● **DATA SECTION**:
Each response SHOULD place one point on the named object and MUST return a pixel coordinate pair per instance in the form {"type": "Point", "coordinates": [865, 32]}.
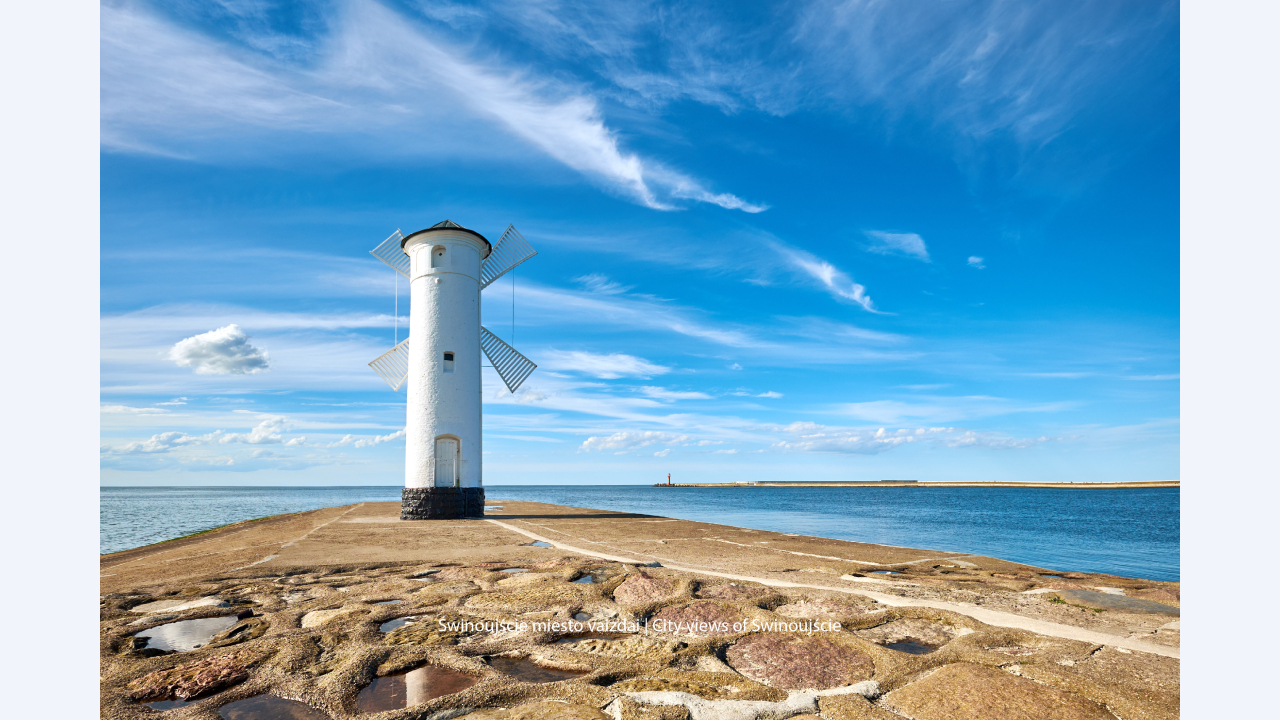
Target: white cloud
{"type": "Point", "coordinates": [604, 367]}
{"type": "Point", "coordinates": [224, 351]}
{"type": "Point", "coordinates": [602, 285]}
{"type": "Point", "coordinates": [631, 440]}
{"type": "Point", "coordinates": [897, 244]}
{"type": "Point", "coordinates": [379, 440]}
{"type": "Point", "coordinates": [663, 393]}
{"type": "Point", "coordinates": [268, 432]}
{"type": "Point", "coordinates": [128, 410]}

● **TRY IT**: A verbatim reproduction of each entry is expected, with every picture omitted.

● **EXERCISE RESULT**:
Each response SHOULD place one point on the named object and MUST return a pixel coordinate pair per instance in the form {"type": "Point", "coordinates": [865, 32]}.
Target: white cloud
{"type": "Point", "coordinates": [604, 367]}
{"type": "Point", "coordinates": [224, 351]}
{"type": "Point", "coordinates": [602, 285]}
{"type": "Point", "coordinates": [631, 440]}
{"type": "Point", "coordinates": [897, 244]}
{"type": "Point", "coordinates": [379, 440]}
{"type": "Point", "coordinates": [663, 393]}
{"type": "Point", "coordinates": [268, 432]}
{"type": "Point", "coordinates": [128, 410]}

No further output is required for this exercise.